Written task: Reproduce the listing below verbatim.

--- start of Material for this task ---

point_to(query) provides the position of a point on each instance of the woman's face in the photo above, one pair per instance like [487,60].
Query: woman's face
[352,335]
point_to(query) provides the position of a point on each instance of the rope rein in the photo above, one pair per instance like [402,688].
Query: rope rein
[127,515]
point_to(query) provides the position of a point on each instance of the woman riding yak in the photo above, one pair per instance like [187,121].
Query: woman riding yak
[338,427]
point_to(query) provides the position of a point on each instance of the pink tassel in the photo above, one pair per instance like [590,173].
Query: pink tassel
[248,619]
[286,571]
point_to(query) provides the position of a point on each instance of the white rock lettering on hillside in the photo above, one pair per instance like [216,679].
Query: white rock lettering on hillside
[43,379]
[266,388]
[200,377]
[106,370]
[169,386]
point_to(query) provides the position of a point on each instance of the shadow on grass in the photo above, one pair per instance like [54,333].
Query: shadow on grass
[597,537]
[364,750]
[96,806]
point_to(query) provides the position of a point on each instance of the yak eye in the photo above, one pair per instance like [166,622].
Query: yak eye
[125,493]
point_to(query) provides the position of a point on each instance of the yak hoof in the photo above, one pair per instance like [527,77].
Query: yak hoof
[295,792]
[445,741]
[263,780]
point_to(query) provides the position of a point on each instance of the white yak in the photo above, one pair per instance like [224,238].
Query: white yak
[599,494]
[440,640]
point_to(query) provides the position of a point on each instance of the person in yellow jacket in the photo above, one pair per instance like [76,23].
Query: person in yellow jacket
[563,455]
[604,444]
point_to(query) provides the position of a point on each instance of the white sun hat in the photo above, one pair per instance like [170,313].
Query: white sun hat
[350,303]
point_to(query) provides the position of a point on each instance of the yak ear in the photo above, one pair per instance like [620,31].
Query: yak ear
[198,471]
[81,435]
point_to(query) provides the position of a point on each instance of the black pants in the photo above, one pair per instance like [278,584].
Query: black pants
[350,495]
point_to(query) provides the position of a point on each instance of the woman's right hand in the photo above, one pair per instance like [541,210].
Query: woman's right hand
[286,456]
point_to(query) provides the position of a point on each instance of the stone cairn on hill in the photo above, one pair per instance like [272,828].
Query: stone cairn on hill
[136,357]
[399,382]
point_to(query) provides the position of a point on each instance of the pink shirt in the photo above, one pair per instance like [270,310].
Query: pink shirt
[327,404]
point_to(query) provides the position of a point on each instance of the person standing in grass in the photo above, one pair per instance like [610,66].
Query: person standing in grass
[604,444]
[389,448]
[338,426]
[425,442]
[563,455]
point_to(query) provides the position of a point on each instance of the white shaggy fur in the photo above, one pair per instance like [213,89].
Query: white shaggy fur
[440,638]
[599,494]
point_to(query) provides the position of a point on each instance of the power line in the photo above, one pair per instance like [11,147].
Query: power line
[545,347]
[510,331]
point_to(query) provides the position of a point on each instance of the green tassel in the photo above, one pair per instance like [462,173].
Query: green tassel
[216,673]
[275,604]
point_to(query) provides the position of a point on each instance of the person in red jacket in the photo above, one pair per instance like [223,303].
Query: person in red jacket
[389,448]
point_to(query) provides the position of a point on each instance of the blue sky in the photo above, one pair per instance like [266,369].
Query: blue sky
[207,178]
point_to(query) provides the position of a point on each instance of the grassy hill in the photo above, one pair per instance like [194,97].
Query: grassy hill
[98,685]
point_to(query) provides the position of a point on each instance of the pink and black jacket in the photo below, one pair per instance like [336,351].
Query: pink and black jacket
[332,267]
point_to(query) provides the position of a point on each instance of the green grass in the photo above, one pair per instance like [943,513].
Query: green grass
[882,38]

--- end of Material for this task ---

Exercise output:
point_to(query) provides the position of a point on each instance of the woman's face in the photo above, one pair per instance like [487,60].
Query: woman's face
[352,335]
point_to(query) provides the position of a point on each instance of the rope rein in the photo above, one pair per instance like [402,688].
Query: rope rein
[127,515]
point_to(query) provides the position of a point on each instance of the woman riding yak in the photo above, one pair per instance like [187,121].
Query: woman riding yak
[338,427]
point_to(query) provides the position of a point on each instance of the pink tassel in the photo above, one pair per instance like [590,173].
Query: pink tassel
[248,619]
[286,571]
point_to(query) provides the position of a point on each instance of the white rock lettering on hillside in the photo above, one pair per instance like [216,679].
Query: white rock lettering on hillside
[43,379]
[266,388]
[200,377]
[106,370]
[169,386]
point_to(query) provides the position of a point on each instance of the shadow on grass in the photo above, one pair per instance like [54,333].
Query: shadow on grass
[597,537]
[364,750]
[96,806]
point_to(query) provides the position of a point on each instance of the yak eye in the photo above, one pair per instance like [166,622].
Query: yak eye
[125,493]
point_to(query) provides the position of a point on each instance of the yak hoof in the photo above, one pair per instance like [527,77].
Query: yak hoof
[295,792]
[445,741]
[263,780]
point_to(query) provides the position of a point on each instance of the white yak in the photo above, one pair per instance like [224,238].
Query: white yak
[599,494]
[440,640]
point_to(query) provides the position of a point on each instance of the person in yellow jacket in the photo above, one pair per instance like [76,23].
Query: person in yellow jacket
[563,455]
[604,444]
point_to(query) provides the position of a point on each instance of the white sun hat in the photo above, one pair per instance like [170,313].
Query: white sun hat
[350,303]
point_to(query) provides the position of a point on each instance of the yak ear in the photo above, one pair per instance like [620,31].
Query: yak ear
[198,471]
[81,435]
point_to(query) provides the position of a point on each instance of the black pants in the photo above, one pair per instance like [278,584].
Query: black pants
[350,495]
point_to(query) provides the position of a point on each instance of the woman's right hand in the photo above, one pair per instance like [541,210].
Query: woman's right hand
[286,456]
point_to(query) provides the position of a point on each instance of the stone cairn on hill in the photo above, one pair per instance like [272,828].
Query: stone cairn on hill
[136,357]
[399,382]
point_to(query) provides the position of a point on each instance of the pink shirt in the photo above, one pair per instance like [270,310].
Query: pink shirt
[327,404]
point_to(query) provides the position of a point on each instance of the person standing in grass in the photo above, one pair per instance like [610,66].
Query: person standing in grass
[604,444]
[389,448]
[338,426]
[425,442]
[563,455]
point_to(query) provides the position of a point on each instance of the white shaggy fur in the photo above, one pair per instance like [213,89].
Query: white shaggy fur
[440,638]
[599,494]
point_to(query) provides the position of a point on each instance of the power line in the photo above, one pair per instance like [11,147].
Query: power line
[545,347]
[510,331]
point_to(query) provides the position of a point on each instance of the green tassel in the photo above, one pair per instance like [462,173].
Query: green tassel
[216,673]
[275,604]
point_to(query) provides the position of a point on each instance of the person in red jacket in the photo above, one pair per instance like [223,303].
Query: person in red jacket
[389,448]
point_to(query) provides the position of a point on each instance of the blue sky in the photo above, one pair per instance like [266,369].
Query: blue sky
[207,178]
point_to(query) provides the position of a point on each instance of the grassy hill in the photo above, one pair per instance like [194,97].
Query: grassy hill
[98,685]
point_to(query) provides the position of a point on each instance of the pink and black jacket in the photo below, one pair per instance like [336,351].
Query: pink and black jacket
[332,267]
point_to(query) provides the position of a point on each instance of the green grass in the photo above, one pair per instance like [943,513].
Query: green grass
[882,38]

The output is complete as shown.